(EXERCISE DIRECTIONS)
Rewrite every line of the items below as a JSON list of strings, with one string per line and no blank lines. Leave the pictures out of the answer.

(INPUT MATERIAL)

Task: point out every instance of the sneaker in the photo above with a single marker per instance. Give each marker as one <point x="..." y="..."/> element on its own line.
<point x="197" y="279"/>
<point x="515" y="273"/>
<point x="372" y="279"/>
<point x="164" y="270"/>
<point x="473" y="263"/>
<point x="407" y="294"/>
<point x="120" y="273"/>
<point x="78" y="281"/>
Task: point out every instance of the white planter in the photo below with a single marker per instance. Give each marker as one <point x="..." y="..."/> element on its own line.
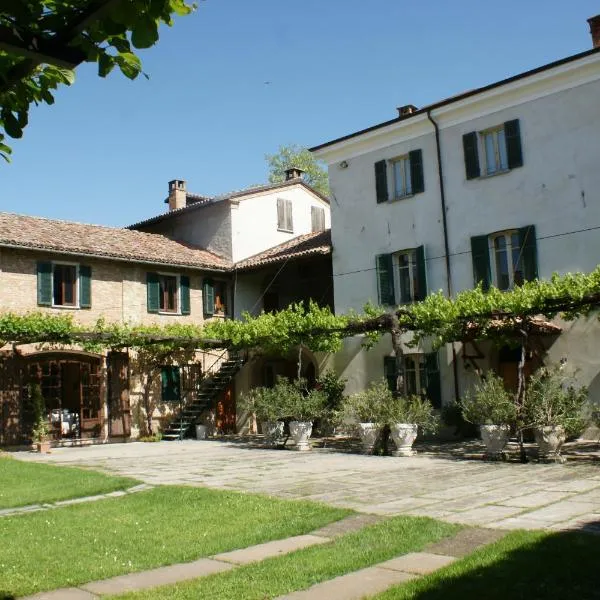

(FINISHED ANSWER)
[
  "Task: point out every instance of the sneaker in the photo above with a single marker per instance. Give each marker as one <point x=\"...\" y=\"...\"/> element on its own line.",
  "<point x=\"197\" y=\"279\"/>",
  "<point x=\"515\" y=\"273\"/>",
  "<point x=\"372\" y=\"279\"/>",
  "<point x=\"164\" y=\"270\"/>",
  "<point x=\"473\" y=\"263\"/>",
  "<point x=\"407\" y=\"294\"/>",
  "<point x=\"120\" y=\"273\"/>",
  "<point x=\"78\" y=\"281\"/>",
  "Task: point out every instance of the white planter in the photo below with a single marker per instance. Give each marker as one <point x=\"...\" y=\"...\"/> element on its own line."
]